» The problem
Print the whole listing exactly.

» Supplied data
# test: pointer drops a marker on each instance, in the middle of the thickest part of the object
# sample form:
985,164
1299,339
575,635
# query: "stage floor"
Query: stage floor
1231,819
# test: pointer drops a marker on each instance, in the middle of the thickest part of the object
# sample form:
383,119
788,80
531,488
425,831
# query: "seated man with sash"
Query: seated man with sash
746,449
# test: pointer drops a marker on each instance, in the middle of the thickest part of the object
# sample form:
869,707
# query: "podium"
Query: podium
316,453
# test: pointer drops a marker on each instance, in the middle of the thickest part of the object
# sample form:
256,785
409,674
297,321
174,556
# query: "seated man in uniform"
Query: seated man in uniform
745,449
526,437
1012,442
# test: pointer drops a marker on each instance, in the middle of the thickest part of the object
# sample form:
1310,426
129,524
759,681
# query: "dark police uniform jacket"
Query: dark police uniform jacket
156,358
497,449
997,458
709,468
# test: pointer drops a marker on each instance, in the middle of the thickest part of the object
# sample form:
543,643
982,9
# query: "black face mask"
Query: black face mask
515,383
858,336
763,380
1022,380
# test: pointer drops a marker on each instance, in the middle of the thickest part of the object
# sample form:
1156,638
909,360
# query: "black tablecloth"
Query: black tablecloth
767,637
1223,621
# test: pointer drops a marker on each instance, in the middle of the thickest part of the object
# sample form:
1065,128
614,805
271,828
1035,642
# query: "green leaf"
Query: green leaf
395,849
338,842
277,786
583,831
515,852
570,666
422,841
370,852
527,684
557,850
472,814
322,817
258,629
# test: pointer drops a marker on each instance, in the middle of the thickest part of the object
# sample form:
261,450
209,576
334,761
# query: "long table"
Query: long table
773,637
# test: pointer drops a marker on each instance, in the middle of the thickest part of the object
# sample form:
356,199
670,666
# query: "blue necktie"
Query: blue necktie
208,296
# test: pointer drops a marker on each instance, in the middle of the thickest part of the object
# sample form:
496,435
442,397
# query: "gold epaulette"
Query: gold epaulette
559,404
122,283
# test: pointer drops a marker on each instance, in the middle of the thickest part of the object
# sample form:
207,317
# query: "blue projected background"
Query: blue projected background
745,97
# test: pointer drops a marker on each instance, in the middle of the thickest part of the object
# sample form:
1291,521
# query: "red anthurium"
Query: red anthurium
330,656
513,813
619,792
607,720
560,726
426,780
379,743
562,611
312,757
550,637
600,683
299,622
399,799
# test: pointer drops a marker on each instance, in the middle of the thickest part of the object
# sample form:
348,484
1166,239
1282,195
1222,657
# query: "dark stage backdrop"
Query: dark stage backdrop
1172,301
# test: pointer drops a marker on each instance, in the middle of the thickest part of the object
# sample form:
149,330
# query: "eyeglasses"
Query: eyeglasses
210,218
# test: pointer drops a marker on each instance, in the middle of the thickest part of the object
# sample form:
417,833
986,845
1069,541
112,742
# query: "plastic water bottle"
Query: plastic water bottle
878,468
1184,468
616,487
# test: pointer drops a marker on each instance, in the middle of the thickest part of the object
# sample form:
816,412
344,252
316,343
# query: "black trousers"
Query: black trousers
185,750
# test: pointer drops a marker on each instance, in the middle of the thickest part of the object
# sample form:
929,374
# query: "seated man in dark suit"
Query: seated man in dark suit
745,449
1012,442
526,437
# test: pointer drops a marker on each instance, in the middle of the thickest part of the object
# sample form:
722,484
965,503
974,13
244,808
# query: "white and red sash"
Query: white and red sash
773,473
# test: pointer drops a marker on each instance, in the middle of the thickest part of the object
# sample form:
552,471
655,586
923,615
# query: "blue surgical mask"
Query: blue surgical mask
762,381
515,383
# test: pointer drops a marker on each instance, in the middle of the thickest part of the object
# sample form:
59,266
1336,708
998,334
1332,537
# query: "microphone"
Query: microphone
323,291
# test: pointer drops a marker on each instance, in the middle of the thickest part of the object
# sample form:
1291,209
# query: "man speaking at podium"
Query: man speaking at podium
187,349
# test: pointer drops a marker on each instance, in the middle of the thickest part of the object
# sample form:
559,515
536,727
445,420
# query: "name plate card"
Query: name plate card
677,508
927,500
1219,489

» Correct output
# test: pointer drops a marker on each instance, in the middle of the thickest part of the object
# sample form:
985,164
1299,339
575,635
# query: "stage floor"
Query: stage floor
1231,819
# test: pointer drops a marker on each instance, in the middle of the thickest part of the object
# sample form:
383,119
788,80
531,488
425,831
# query: "seated man with sash"
Query: seated man with sash
746,449
# test: pointer drops a marker on each instance, in the middle of the thickest part of the object
# sample form:
869,707
# query: "podium"
Query: podium
316,453
# test: pointer drops a marker on each instance, in the middle of the thickest part of the object
# sample form:
256,785
409,674
297,321
174,556
# query: "seated man in uniform"
Query: seated man in uniform
745,449
526,437
1012,442
# test: pointer drops a marker on each instance, in the middle of the thickest part of the object
# sample form:
1310,426
129,524
759,681
# query: "dark police uniform jacket"
Query: dark police uniform jacket
156,358
497,449
997,458
709,468
# test: pointer drops a marker on each instance, in the middle of the thickest part of the object
# sample form:
543,643
982,9
# query: "black face mask"
Query: black face mask
515,383
858,336
763,380
1022,380
# test: pointer drops a marker on each instance, in the middle of the thickest part of the object
# sample form:
1156,638
909,360
# query: "black tablecloth"
Query: black tablecloth
767,637
1223,621
# test: pointer drops a marker on each instance, in the middle of the thickest part of the object
# sample form:
1065,128
614,805
271,828
1035,642
# query: "green leaf"
Query: green leaf
395,849
338,842
277,786
583,831
515,852
570,666
422,841
370,852
527,684
557,850
472,814
322,817
258,629
# test: pointer drops a marker on each instance, in the middle of the thickest part of the object
# sample form:
261,450
209,576
334,761
# query: "long table"
Query: long table
773,637
# test: pointer drops a marker on each instance, in the middle of the thickest part of the object
# sample form:
356,199
670,666
# query: "blue necktie"
Query: blue necktie
208,296
# test: pointer drops a marker on each instance, in the middle of the thickest part of the object
# sample form:
496,435
442,397
# query: "gold epaulette"
Query: gold epaulette
559,404
122,283
# test: pointer drops a marker on each instance, in the middle of the thickest part of the object
# sample form:
207,317
# query: "blue projected background"
Query: blue projected background
745,97
# test: pointer drops a marker on each instance, in the middle of the thickest part of the object
# sample form:
1291,521
# query: "red anthurium"
Query: red anthurium
330,656
513,813
619,792
607,720
560,726
426,780
379,743
562,611
312,757
550,637
600,683
299,622
399,799
# test: pointer drops a marker on each instance, in the middle of the thickest part of the object
# sample form:
348,484
1166,239
1282,195
1222,657
# query: "dark stage backdrop"
Query: dark stage backdrop
1172,301
# test: pointer drops a marker on each instance, in the middle of the thickest part of the object
# sample form:
149,330
# query: "eyeglasses"
Query: eyeglasses
210,218
# test: pointer drops a marker on each instance, in the middle of the thickest part of the object
# sample form:
417,833
986,845
1069,541
112,742
# query: "plastic water bottle"
Query: plastic water bottle
878,468
1184,468
616,487
# test: pointer drops a marker on each instance, in the middle of the thickest part of the object
# sample form:
816,412
344,252
316,343
# query: "black trousers"
Query: black trousers
185,750
# test: pointer drops a marker on each instance, in the middle of the thickest part of the object
# sample form:
929,374
# query: "seated man in dark suit"
Query: seated man in dark suit
745,449
1012,442
526,437
# test: pointer drops a marker on each instance, in the middle of the thickest part of the object
# sample form:
722,484
965,503
974,13
244,808
# query: "white and red sash"
Query: white and red sash
773,473
# test: pointer drops a marker on each instance, in the middle of the thickest part of the object
# sample form:
552,471
655,586
923,615
# query: "blue surgical mask"
Query: blue surgical mask
762,381
515,383
# test: pointer drops a marker on each instance, in the middle of the thickest part of the object
# sample form:
59,266
1336,708
998,334
1332,537
# query: "microphone"
Query: microphone
323,291
# test: pointer drops a marker on each instance, in the middle of the thickest part of the object
# sample form:
1291,209
# query: "man speaking at podium"
Query: man speaking at podium
187,349
# test: pointer drops a marker on each instance, in the middle of the thickest part of the object
# sample form:
559,515
536,727
445,420
# query: "name plate card"
Query: name plate card
677,508
927,500
1219,489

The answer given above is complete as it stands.